WHAT YOU ARE ASKED TO DO: Below is a listing with pictures in it. Copy it exactly without them.

DATA FOR PROCESSING:
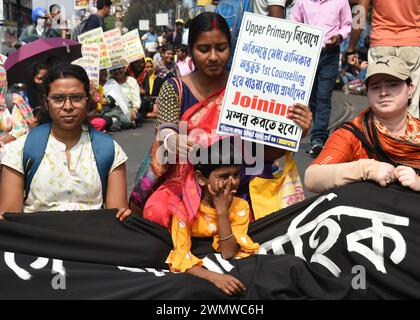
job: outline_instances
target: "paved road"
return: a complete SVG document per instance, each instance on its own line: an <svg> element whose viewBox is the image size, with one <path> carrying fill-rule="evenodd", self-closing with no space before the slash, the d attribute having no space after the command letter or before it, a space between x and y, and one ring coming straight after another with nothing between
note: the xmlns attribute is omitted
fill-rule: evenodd
<svg viewBox="0 0 420 320"><path fill-rule="evenodd" d="M367 106L367 98L364 96L344 95L342 92L335 91L333 94L333 108L331 113L330 129L336 128L340 123L354 118L363 108ZM154 137L154 122L146 121L143 127L113 133L114 138L121 144L128 156L127 162L127 192L131 192L139 165L149 150ZM299 172L303 178L303 173L310 164L312 158L305 153L309 146L310 139L305 137L301 141L299 152L295 156ZM310 197L309 191L305 190L306 196Z"/></svg>

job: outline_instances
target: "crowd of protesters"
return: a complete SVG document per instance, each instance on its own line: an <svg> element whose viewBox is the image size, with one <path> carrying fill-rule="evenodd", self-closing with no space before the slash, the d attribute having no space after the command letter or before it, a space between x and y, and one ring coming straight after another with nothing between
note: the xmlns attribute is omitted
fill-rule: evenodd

PROBLEM SOLUTION:
job: outline_instances
target: "paved road"
return: a complete SVG document per instance, each instance on its own line: an <svg> element whose viewBox is the image size, with one <path> carrying fill-rule="evenodd", self-closing with no space before the slash, the d attribute having no space after the command letter or before it, a space between x and y, and one ring coming straight after another with nothing between
note: the xmlns attribute is omitted
fill-rule: evenodd
<svg viewBox="0 0 420 320"><path fill-rule="evenodd" d="M367 106L367 98L364 96L344 95L342 92L335 91L333 94L333 108L331 113L330 129L336 128L340 123L354 118L363 108ZM154 137L154 122L146 121L143 127L113 133L114 138L121 144L128 156L127 162L127 192L131 192L139 165L149 150ZM299 172L303 178L303 173L310 164L312 158L305 153L309 146L310 139L305 137L301 141L299 152L295 156ZM310 197L309 191L305 190L306 196Z"/></svg>

job: outline_instances
target: "crowd of protesters"
return: a complete SVG document per instance, each instance on its own line: an <svg> element whose viewBox is the image size, with one <path> carrying fill-rule="evenodd", self-closing with no space before the slash, the d attribute having no space after the command letter or before it, a space between x and y, and one ring coming straight after another with nothing between
note: the xmlns attribute is omitted
fill-rule: evenodd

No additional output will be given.